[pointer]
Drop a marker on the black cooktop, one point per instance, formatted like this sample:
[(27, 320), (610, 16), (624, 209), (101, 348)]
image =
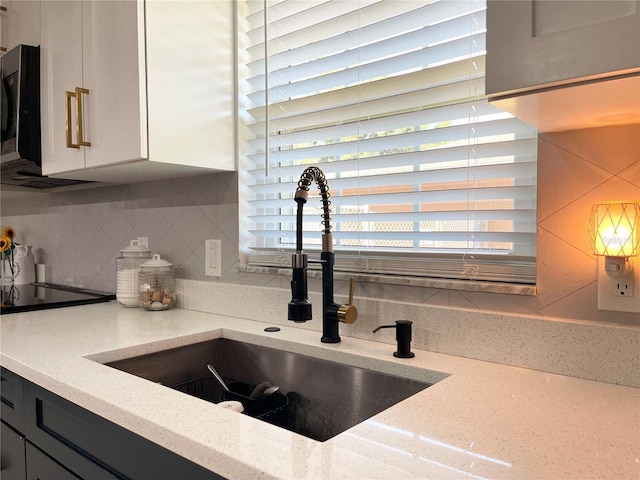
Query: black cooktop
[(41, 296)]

^^^^

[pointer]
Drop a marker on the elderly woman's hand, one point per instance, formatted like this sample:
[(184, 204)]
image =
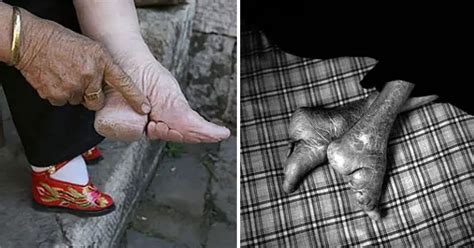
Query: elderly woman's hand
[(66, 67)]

^^^^

Set problem
Identify every line above that contains the word "cooktop" and copy each one. Case counts, so match capital and lowercase letters exactly.

Worked solution
Drop a marker on the black cooktop, one point per instance, formatted like this sample:
Query: black cooktop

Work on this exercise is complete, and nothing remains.